── Source passage ──
Do better. I don't care what color jerseys they have on. Amendola's play, he had a defender draped all over him, he tried to make the grab over his head, and the defender knocked it away before he had a chance to secure it.

 

Lee Evans had the ball in his chest, cradled, and while the defender also made a good play, I think Evans' had a much greater chance of finishing the play than Amendola did.

 

This has nothing to do with Brady's throw. He found a window and gave his guy a chance to make the play. That's his job. Good on him. But the play wasn't made. He doesn't get credit for it just because the play was almost made.

 

Flacco did not have to worry about throwing an additional pass on fourth down as all he needed was a FG and Brady needed a TD so he needed to throw it on 4th down . . . they both preformed, or lack of preformed depending on your opinion, on the first three downs and Flacco was able to sit down on 4th down without being required to throw a ball on fourth down . . . and if you did not give credit for what Flacco did, fine that is your opinion, fair enough, but there were many who said Flacco did what he could to win and the D stepped up . . .

 

None of that is really relevant. What's relevant is that Brady doesn't get credit for an almost comeback, especially not when he threw the game-ending interception. Again, I'm not trying to take Brady to task over it; it happens, even to the best. But it takes a major homerific twist to take a game in which Brady throws an interception at the end of the game and spin it into something to praise him over. The article should have left that game out, seriously. There are other examples from this year, like New Orleans, that speak to Brady's ability to make big plays with the game on the line. That's not one of them.
───
── Dataset entries ──
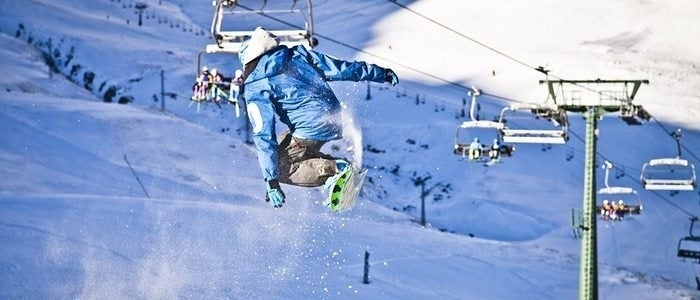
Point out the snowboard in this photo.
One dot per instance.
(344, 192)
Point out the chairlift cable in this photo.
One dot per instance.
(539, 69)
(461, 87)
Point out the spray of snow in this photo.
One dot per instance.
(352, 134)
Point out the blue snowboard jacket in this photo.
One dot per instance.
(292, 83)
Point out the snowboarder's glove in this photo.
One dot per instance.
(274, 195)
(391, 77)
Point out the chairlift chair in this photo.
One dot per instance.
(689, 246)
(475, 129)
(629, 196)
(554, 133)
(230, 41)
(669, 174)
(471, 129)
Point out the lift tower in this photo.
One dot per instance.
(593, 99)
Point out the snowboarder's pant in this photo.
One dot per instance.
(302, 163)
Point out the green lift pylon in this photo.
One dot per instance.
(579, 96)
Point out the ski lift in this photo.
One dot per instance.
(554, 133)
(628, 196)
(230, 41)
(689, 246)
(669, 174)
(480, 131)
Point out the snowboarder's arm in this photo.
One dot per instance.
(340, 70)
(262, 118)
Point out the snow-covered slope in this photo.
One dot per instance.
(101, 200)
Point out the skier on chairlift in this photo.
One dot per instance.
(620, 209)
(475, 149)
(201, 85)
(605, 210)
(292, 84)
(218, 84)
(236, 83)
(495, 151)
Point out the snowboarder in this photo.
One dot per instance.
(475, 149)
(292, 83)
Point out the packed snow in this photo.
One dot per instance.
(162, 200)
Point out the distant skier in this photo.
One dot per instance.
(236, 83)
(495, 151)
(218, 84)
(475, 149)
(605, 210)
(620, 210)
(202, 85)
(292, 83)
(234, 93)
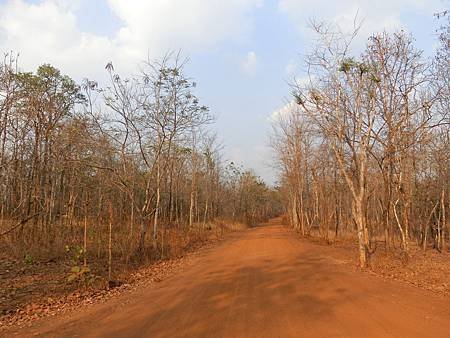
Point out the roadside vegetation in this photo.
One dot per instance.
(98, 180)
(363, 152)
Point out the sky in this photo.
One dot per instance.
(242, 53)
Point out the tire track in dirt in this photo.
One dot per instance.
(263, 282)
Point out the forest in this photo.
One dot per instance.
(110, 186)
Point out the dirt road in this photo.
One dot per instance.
───
Problems to solve -
**1.** Reproduce, word for word, the part of the comment on Brady's late-game plays that opens with the words containing "This has nothing" and closes with "the play was almost made.".
**2.** In the comment on Brady's late-game plays, which game from this year is named as a better example of Brady making big plays with the game on the line?

Solutions for each task -
**1.**
This has nothing to do with Brady's throw. He found a window and gave his guy a chance to make the play. That's his job. Good on him. But the play wasn't made. He doesn't get credit for it just because the play was almost made.

**2.** New Orleans.